● **WHAT THE TASK REQUIRES**
In the stretch of the listing from its start through the line containing "[(68, 161)]", swap "keypoint" for "marker" and give those lines back with nothing else altered.

● **DATA EXTRACT**

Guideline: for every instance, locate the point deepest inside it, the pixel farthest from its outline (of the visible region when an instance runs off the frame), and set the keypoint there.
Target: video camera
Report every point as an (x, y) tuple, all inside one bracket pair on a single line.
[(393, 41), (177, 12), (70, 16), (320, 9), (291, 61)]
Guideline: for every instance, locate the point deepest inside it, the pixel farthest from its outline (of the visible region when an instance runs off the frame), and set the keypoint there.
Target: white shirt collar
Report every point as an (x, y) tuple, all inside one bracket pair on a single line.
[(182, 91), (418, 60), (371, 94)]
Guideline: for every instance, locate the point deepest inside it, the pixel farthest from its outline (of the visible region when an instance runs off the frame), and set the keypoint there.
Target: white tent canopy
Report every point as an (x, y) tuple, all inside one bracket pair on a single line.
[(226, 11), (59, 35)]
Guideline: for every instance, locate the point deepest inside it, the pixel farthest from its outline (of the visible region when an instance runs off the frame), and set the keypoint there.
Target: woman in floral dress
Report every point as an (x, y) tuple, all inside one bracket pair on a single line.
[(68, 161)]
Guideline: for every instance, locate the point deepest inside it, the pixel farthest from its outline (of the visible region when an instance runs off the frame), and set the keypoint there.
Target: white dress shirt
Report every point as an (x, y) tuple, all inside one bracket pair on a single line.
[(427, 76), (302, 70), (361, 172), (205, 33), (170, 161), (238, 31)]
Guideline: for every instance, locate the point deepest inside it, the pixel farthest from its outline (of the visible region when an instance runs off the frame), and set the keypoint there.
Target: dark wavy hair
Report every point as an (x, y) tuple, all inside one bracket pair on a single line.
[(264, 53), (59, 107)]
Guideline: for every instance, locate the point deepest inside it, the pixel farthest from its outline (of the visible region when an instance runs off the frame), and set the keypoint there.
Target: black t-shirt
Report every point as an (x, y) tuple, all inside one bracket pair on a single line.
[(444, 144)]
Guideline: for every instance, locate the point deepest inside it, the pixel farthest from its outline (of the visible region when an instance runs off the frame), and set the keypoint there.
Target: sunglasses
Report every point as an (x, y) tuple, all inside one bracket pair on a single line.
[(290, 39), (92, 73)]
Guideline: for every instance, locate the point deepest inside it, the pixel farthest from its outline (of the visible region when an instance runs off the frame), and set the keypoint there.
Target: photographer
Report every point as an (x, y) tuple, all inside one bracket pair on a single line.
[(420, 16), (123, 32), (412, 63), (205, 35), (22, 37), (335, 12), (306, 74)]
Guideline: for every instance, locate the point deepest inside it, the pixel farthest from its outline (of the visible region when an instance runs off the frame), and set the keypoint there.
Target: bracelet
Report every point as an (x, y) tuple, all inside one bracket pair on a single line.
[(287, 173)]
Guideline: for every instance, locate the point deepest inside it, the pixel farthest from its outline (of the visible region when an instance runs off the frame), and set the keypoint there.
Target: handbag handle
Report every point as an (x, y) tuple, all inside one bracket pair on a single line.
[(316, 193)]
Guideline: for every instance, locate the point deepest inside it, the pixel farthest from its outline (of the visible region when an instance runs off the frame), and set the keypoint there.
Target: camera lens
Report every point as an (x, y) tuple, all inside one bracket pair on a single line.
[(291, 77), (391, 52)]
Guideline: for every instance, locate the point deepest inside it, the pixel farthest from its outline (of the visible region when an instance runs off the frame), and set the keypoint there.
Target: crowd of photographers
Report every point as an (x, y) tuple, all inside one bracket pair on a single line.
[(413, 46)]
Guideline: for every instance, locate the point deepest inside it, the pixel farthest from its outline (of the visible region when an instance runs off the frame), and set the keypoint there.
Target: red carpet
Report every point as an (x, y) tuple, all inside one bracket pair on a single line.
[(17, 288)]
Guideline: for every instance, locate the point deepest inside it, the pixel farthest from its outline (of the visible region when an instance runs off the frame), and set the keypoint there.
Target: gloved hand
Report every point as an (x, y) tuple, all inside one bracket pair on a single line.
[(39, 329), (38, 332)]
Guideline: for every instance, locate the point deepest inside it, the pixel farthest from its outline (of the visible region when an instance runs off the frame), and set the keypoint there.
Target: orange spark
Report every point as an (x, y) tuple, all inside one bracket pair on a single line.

● **SOLUTION TO THIS PROBLEM**
Guideline: for every instance, locate the point deepest inside it, the pixel farthest from its outline (of the visible region when an instance runs off the frame), and set the marker there.
Target: video camera
Report every point as an (x, y) tuple, all inside one bracket pair on a single line.
[(393, 41), (177, 12), (70, 16), (320, 9), (291, 61)]
Guideline: for every instance, locate the point deepest inside it, the pixel farthest from its outline (of the visible region when an instance runs off the frame), and set the marker there.
Target: white shirt collar
Report every point as an (x, y) tuple, all inside one bracket pair on a single line.
[(182, 91), (418, 60), (371, 94)]
Guideline: for every instance, locate the point deepest inside it, the pixel farthest from its outline (of the visible region when an instance runs off the frame), and set the marker there.
Target: white tent canopy
Report every point as an (x, y) tuple, all inside one bracket pair on a single line.
[(226, 11), (59, 35)]
Guideline: for every instance, locate the point deepest inside it, the pixel farthest from its outline (of the visible region when an instance runs off the frame), and set the marker there.
Target: woman in floral dress
Report every point as an (x, y) tuple, all inside one bracket pair on a single line.
[(68, 161)]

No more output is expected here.